Alıntı:
Baykala hem kel hem fodul dedi
Abone olKaset tartışmalarına katılan AK Parti Genel Başkan Yardımcısı Hüseyin Çelik'in sözleri Baykal'ı çok kızdıracak.
AK Parti Genel Başkan Yardımcısı Hüseyin Çelik, eski CHP Genel Başkanı Deniz Baykal'ın,
kendisine ait olduğu iddia edilen görüntülerin ardından takındığı
tutumu eleştirdi.
KAHRAMAN EDASIYLA DOLAŞMASIN
Çelik ''Şayet kendisine izafe edilenler doğruysa, bunun
utanç ve mahcubiyetiyle hem kel hem de fodul tavrı içerisinde
olmamalı ve bir kahraman edasıyla ortalıkta dolaşmamalı''
dedi.
Çelik, AK PArti Genel Merkezi'nde
düzenlediği basın toplantısında, Baykal'ın, istifasına neden olan
görüntülerle ilgili düzenlediği basın toplantısında ''kendisine
komplo kurulduğunu'' söylediğini ve ''Hükümet ile Başbakan Recep
Tayyip Erdoğan'ı suçladığını'' anımsattı.

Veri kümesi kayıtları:
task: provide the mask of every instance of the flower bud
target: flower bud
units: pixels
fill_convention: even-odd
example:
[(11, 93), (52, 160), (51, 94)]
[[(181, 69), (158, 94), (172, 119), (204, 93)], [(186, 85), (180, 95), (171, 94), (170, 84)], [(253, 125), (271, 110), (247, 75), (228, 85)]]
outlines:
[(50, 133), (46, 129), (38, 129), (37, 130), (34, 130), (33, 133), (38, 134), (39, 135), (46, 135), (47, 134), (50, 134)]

Görevler:
a - Kayıtlardaki bütün satırları istekler de dahil olmak üzere yeniden yazın ve yalnızca yanıtlardaki çokgen koordinatlarının her sayısına 39 ekleyerek onları kaydırın.
b - Deniz Baykal'a yöneltilen eleştirileri aktaran haberi, son cümlesinden sonrasını yazarak tamamlayın.

Görev yanıtları:
a -
task: provide the mask of every instance of the flower bud
target: flower bud
units: pixels
fill_convention: even-odd
example:
[(11, 93), (52, 160), (51, 94)]
[[(181, 69), (158, 94), (172, 119), (204, 93)], [(186, 85), (180, 95), (171, 94), (170, 84)], [(253, 125), (271, 110), (247, 75), (228, 85)]]
outlines:
[(89, 172), (85, 168), (77, 168), (76, 169), (73, 169), (72, 172), (77, 173), (78, 174), (85, 174), (86, 173), (89, 173)]

b -
Olayın duyulmasından sonra Başbakan Erdoğan'ın, kendisinden
beklenen hassasiyet ve nezaketle ''hem görüntülerin yayından
kaldırılması hem de olayın hiçbir zeminde dillendirilmemesi''
yönünde ilgili bakan ve parti yöneticilerine talimat verdiğini
hatırlatan Çelik, ''Hal ve
gerçek bu iken Sayın Baykal, 'iktidar zirvesinin bilgisi ve onayı'
olmadan bunun olamayacağını söyleme bedbahtlığına
düşmüştür'' dedi.
''BAYKAL, MAĞDUR VE MAZLUM ROLÜ OYNAMAYI TERCİH
ETMİŞTİR''
Başbakan Erdoğan'ın da Baykal'ın bu iddialarını ''ahlaksız bir
iftira'' olarak nitelediğini ve Baykal'dan elinde bilgi veya belge
varsa bunları savcılığa vermesini istediğini söyleyen Çelik, şöyle konuştu:
''Sayın Baykal, bunu yapacağına Cumhuriyet Savcısının kendi
bilgisine başvurmasını bile reddetmiş, gerçeğin ortaya çıkması
yönünde çaba harcayacağına mağdur ve mazlum rolü oynamayı tercih
etmiştir.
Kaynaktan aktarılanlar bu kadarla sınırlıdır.